Reproduce every row below verbatim, leaving out the pictures.

--- Data under study Enclosed Below ---

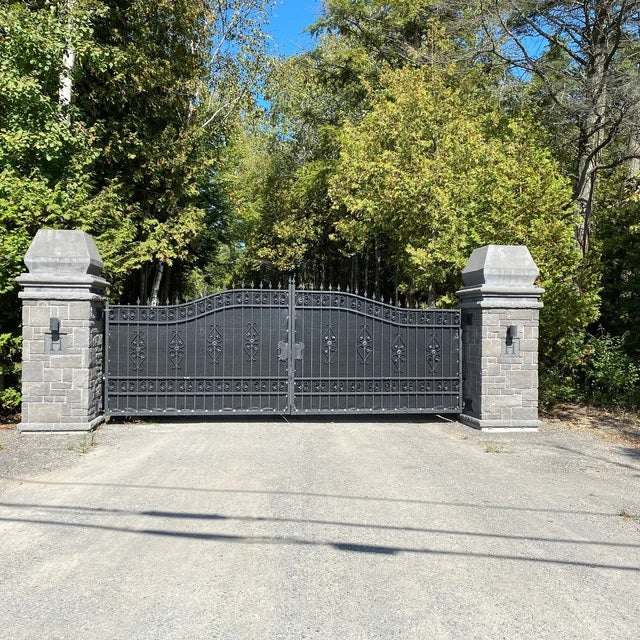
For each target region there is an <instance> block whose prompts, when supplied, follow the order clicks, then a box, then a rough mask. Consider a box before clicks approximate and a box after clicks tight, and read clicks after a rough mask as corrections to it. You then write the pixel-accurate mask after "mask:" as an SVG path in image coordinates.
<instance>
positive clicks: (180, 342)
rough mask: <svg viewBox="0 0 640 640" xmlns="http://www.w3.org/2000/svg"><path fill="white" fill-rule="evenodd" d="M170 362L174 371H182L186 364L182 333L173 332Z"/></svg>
mask: <svg viewBox="0 0 640 640" xmlns="http://www.w3.org/2000/svg"><path fill="white" fill-rule="evenodd" d="M169 361H170V362H171V366H172V367H173V368H174V369H182V363H183V362H184V339H183V337H182V331H172V332H171V340H169Z"/></svg>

--- End of Enclosed Data under study ---

▸ **Result for this exercise**
For each target region there is an <instance> block whose prompts, when supplied, follow the order clicks, then a box, then a rough mask. Consider a box before clicks approximate and a box after clicks tight, and read clicks after a rough mask as corrections to it. You then write the pixel-accurate mask after "mask:" as an SVG path in image coordinates.
<instance>
positive clicks: (180, 342)
rough mask: <svg viewBox="0 0 640 640" xmlns="http://www.w3.org/2000/svg"><path fill="white" fill-rule="evenodd" d="M170 362L174 371H182L186 364L182 333L173 332Z"/></svg>
mask: <svg viewBox="0 0 640 640" xmlns="http://www.w3.org/2000/svg"><path fill="white" fill-rule="evenodd" d="M169 361H170V362H171V366H172V367H173V368H174V369H182V363H183V362H184V339H183V337H182V331H172V332H171V340H169Z"/></svg>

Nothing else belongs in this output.